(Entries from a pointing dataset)
=-=-=-=-=

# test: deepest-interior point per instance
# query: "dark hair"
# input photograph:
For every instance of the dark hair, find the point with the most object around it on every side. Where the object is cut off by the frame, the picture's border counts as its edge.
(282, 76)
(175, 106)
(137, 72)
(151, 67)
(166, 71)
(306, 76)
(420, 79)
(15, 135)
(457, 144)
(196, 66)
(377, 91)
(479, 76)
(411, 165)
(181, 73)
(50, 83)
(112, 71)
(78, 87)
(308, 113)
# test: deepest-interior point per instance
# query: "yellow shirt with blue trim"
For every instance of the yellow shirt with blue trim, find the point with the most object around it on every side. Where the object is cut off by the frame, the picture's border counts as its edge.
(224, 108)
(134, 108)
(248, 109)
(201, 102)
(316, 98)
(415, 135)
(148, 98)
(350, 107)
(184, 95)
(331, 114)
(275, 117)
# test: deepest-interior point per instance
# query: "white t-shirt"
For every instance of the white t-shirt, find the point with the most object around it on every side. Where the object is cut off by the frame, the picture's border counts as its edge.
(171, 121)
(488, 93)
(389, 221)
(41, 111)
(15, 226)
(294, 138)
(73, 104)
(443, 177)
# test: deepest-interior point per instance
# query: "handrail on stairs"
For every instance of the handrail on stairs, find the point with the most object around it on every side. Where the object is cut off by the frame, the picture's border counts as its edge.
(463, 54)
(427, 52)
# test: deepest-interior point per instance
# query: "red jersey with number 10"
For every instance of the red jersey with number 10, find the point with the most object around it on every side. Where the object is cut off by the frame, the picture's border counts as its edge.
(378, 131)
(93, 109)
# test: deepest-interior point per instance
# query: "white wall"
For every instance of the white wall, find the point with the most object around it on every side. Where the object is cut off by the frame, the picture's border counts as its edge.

=-=-=-=-=

**Exercise task:** Output the records exactly, including every line.

**Answer to the exercise:**
# test: deepest-interior point per instance
# query: "dark hair"
# input photograph:
For every instance of the dark hair, find the point with the most object around it on every side. Where the object is cut off by the frame, the picture's border counts as its edge.
(282, 76)
(175, 106)
(137, 72)
(151, 67)
(166, 71)
(306, 76)
(420, 79)
(15, 135)
(457, 144)
(196, 66)
(377, 91)
(479, 76)
(411, 165)
(181, 73)
(50, 83)
(112, 71)
(78, 87)
(308, 113)
# test: deepest-interior point per instance
# query: "yellow shirt with blue trim"
For every instance of the yellow shirt with blue trim, find the point with the most object around it on every side. Where the object is cut off by the frame, the picture's border counts as its edge.
(224, 108)
(134, 108)
(248, 109)
(201, 102)
(316, 98)
(415, 135)
(148, 98)
(350, 107)
(184, 95)
(331, 114)
(275, 117)
# test: deepest-interior point per instance
# query: "white t-shirt"
For every instance of the white t-shirt, find the point with the most object around it on every side. Where the object is cut off by the frame, the picture's border counts as its edge.
(171, 121)
(488, 93)
(389, 221)
(41, 111)
(15, 226)
(294, 138)
(73, 104)
(443, 177)
# test: deepest-interior point per instance
# query: "handrail on stairs"
For every instance of the handrail on stairs, find the point with the most object around it on every side. Where the object is cut off by the frame, the picture's border counts as its edge.
(463, 54)
(427, 52)
# test: deepest-interior point per instance
# query: "red jersey with number 10"
For every instance of the red jersey with number 10, find the point with the most object around it on every side. Where the object is cut off by the frame, the picture's border counts as its edge.
(378, 131)
(93, 109)
# test: deepest-interior point per instance
# query: "white wall"
For every instance of the white wall, find the point with the most object around it on every side. Where the object is cut off by the frame, the picture's border counts as its edge.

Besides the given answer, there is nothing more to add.